(WHAT YOU HAVE TO DO): Could you reproduce, word for word, the lines from the one containing "Exercise. Mark every instance of the wooden" up to and including the one containing "[(1005, 806)]", leaving the pictures out?

(RECORDS FOR THE EXERCISE):
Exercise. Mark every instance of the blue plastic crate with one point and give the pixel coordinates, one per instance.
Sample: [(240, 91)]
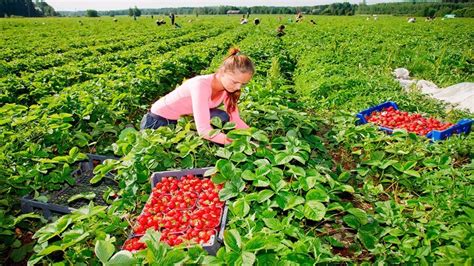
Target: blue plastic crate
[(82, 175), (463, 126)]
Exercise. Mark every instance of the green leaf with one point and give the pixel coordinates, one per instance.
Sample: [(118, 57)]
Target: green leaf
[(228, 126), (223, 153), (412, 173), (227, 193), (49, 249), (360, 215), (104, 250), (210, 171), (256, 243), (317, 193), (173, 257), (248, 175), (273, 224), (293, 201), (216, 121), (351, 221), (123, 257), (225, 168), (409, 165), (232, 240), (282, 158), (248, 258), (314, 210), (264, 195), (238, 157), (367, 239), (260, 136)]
...
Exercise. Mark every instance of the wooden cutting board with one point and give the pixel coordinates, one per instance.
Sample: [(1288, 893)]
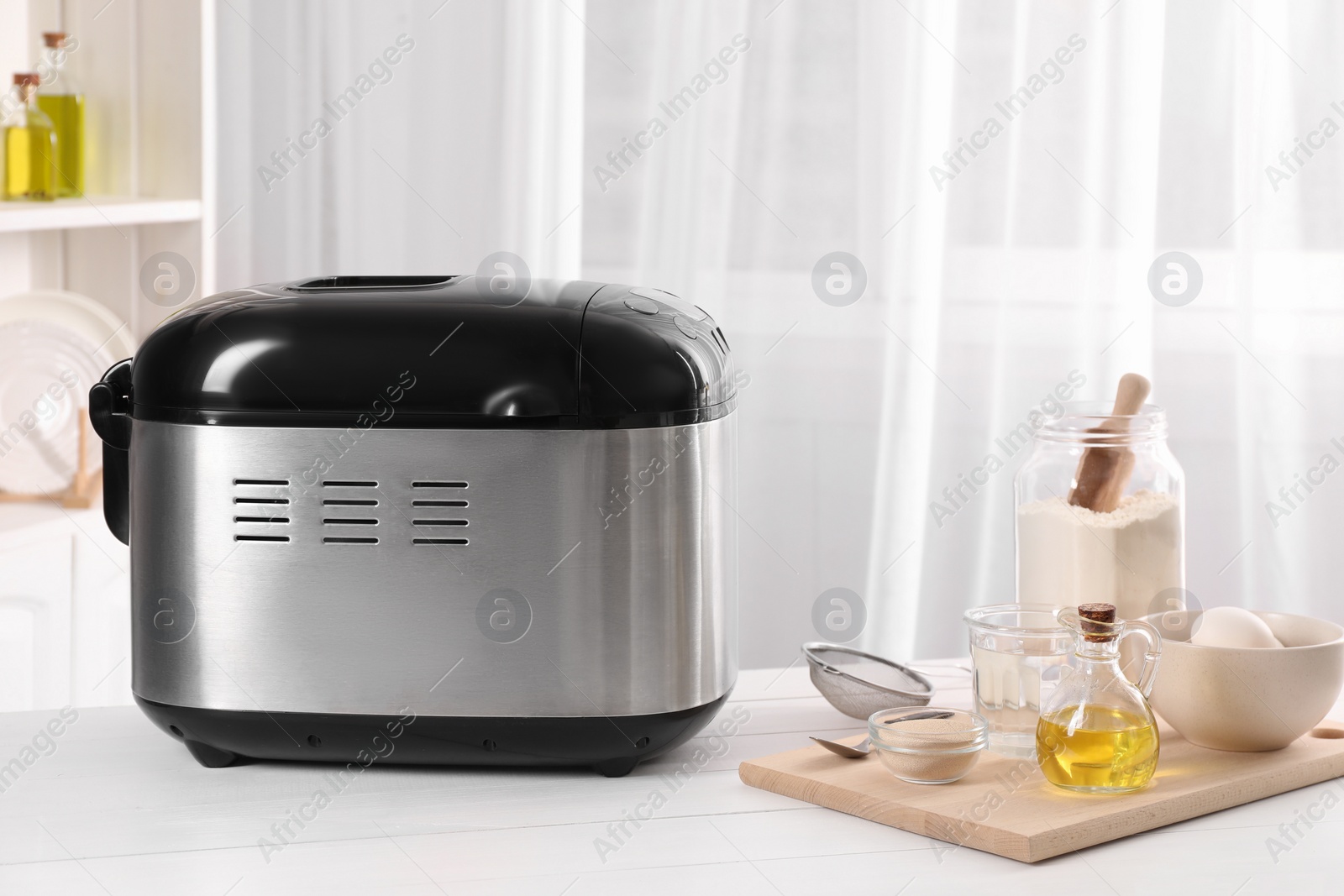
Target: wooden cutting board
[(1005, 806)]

(RESULT OF THE EXERCISE):
Exercise. Mark every instance of the wooden cutting board with one point and give the pixel coordinates, one per instance.
Sample: [(1288, 893)]
Target: wooden cutting board
[(1005, 806)]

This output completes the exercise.